[Point placement records]
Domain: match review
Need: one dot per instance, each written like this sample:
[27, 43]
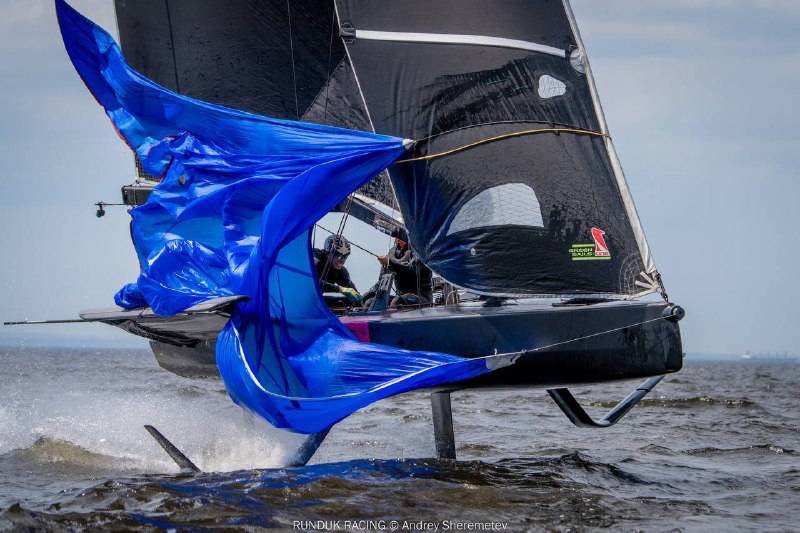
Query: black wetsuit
[410, 275]
[333, 278]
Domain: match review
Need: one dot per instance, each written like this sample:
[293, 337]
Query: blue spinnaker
[232, 216]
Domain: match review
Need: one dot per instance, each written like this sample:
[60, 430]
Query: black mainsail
[270, 57]
[528, 197]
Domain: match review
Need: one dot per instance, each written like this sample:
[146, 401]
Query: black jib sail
[270, 57]
[514, 187]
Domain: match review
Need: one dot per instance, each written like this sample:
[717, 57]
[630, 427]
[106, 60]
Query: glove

**Problem description:** Pull out every line of the data above that contains the string "Query", and copy each one in full. Uppercase and lowercase letters count as different.

**Written answer:**
Query: black wetsuit
Query: blue spinnaker
Query: black mainsail
Query: black jib sail
Query: glove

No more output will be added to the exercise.